■ Records supplied
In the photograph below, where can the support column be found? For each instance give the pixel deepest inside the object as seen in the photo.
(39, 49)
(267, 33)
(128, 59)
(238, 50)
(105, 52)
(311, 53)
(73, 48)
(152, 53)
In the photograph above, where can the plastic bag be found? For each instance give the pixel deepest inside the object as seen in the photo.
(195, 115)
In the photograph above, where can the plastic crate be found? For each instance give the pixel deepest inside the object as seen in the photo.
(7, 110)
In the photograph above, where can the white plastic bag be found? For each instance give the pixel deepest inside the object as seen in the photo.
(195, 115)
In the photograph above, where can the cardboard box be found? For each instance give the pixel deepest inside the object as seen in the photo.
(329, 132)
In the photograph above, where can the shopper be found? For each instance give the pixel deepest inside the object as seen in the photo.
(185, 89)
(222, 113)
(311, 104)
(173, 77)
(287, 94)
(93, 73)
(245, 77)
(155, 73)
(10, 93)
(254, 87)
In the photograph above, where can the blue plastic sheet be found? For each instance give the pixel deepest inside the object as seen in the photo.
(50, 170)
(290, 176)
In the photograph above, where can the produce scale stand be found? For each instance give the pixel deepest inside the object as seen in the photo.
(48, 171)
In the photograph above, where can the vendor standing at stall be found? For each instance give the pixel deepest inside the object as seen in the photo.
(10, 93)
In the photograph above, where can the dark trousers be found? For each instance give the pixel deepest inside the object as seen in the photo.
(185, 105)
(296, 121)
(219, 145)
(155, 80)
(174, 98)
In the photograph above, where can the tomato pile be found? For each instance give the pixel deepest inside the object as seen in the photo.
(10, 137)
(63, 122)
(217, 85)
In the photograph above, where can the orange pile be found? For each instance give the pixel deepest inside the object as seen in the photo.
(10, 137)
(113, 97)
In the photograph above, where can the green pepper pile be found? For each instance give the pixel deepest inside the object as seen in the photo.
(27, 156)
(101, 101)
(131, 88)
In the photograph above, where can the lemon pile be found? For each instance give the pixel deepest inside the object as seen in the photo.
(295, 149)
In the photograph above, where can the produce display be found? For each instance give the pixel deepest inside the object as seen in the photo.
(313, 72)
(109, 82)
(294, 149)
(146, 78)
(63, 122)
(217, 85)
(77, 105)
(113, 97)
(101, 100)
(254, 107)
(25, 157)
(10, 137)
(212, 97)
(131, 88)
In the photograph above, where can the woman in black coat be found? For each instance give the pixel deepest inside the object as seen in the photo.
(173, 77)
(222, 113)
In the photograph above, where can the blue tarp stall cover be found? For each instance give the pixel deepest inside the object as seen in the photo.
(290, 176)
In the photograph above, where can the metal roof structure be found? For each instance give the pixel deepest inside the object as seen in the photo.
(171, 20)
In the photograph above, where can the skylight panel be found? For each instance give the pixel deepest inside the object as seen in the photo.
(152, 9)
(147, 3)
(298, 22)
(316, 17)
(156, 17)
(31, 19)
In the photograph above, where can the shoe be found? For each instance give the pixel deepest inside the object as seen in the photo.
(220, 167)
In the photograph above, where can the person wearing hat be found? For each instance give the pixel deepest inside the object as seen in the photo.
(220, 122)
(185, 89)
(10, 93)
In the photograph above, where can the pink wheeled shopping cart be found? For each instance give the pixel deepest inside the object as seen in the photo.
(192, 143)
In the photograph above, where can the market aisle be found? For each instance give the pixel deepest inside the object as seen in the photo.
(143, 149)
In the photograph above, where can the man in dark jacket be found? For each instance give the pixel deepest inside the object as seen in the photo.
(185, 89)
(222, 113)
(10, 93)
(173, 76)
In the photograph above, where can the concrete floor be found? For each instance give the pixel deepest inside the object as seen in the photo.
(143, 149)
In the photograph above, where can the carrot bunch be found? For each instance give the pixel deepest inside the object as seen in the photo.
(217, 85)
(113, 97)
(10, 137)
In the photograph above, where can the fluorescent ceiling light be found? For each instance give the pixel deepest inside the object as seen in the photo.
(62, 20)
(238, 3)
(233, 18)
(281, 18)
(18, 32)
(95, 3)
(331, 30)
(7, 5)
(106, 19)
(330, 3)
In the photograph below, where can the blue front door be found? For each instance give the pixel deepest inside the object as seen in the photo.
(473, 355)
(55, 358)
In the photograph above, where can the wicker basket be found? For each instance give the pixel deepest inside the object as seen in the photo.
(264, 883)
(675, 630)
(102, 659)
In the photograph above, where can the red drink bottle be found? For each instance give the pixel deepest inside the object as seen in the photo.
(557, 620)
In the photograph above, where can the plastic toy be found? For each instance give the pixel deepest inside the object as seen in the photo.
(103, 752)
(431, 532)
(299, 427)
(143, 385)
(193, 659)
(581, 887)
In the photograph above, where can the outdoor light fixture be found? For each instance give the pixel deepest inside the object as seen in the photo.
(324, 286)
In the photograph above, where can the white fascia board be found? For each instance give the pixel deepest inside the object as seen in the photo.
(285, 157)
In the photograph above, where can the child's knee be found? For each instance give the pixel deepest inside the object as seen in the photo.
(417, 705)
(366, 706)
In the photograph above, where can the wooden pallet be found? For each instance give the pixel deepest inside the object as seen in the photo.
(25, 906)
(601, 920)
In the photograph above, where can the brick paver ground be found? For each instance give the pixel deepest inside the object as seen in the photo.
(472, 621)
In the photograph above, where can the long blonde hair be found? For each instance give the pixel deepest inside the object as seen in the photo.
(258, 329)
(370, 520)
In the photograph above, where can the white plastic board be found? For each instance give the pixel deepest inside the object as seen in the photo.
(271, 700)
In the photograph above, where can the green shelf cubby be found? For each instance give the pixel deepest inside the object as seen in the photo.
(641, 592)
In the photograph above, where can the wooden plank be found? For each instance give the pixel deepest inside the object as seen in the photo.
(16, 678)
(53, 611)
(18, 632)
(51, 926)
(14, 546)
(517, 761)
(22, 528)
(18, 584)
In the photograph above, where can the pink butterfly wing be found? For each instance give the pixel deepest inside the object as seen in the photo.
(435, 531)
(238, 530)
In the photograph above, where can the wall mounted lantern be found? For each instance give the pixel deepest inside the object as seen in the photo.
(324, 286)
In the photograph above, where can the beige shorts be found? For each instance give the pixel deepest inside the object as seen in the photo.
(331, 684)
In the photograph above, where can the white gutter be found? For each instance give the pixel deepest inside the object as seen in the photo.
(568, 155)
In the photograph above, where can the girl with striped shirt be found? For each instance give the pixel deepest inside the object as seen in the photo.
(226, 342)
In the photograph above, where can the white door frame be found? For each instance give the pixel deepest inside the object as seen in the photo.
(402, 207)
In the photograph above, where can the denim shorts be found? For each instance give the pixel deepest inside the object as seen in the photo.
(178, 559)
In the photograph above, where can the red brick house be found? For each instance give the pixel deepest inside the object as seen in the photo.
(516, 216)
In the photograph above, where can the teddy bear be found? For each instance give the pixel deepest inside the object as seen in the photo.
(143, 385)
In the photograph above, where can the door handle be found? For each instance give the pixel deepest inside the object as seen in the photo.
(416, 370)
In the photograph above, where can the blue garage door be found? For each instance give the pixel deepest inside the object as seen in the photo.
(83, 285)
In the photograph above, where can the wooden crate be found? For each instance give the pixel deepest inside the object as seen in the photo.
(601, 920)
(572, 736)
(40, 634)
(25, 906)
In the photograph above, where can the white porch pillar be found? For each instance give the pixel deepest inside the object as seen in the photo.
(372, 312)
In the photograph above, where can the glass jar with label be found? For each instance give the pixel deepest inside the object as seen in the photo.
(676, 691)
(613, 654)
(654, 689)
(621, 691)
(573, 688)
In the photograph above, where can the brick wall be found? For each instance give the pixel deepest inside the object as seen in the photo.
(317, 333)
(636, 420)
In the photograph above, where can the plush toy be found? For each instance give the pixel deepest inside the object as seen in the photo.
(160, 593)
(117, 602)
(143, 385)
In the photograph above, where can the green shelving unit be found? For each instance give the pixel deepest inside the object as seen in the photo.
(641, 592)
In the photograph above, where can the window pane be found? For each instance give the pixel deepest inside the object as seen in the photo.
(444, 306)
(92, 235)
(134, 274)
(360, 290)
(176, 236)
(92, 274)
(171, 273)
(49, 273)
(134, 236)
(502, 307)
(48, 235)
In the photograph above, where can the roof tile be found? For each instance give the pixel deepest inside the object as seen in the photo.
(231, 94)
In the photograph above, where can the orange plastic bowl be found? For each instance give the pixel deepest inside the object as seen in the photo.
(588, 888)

■ Work instruction
Repeat the line that contains "In the photograph above, where can the brick wall", then every line after it until the records end, with nothing added.

■ Your solution
In the photograph above, where can the brick wall be found? For each instance give the pixel deepest inside the object as seen in the photo.
(317, 333)
(636, 420)
In the photograph above, where can the plush toy be found? For each instance give the pixel deepest inside the object as seen in the photo.
(160, 593)
(117, 602)
(143, 385)
In the photograph above, where can the green shelving unit be found? For each instance give the pixel deepest inside the object as seen in the photo.
(641, 592)
In the photograph above, where can the window pane be found? For each instance give the pixel deepest inside the object as seen in the photo.
(444, 306)
(92, 235)
(134, 274)
(360, 290)
(176, 236)
(92, 274)
(171, 273)
(49, 273)
(134, 236)
(502, 307)
(48, 235)
In the photograph above, where can the roof tile be found? For each instance give the pixel deepest inside the object as seen in the photo.
(231, 94)
In the photograph above, where can the orange plastic bowl be found? For each instance give the pixel deepest inside the object as seen in the photo.
(588, 888)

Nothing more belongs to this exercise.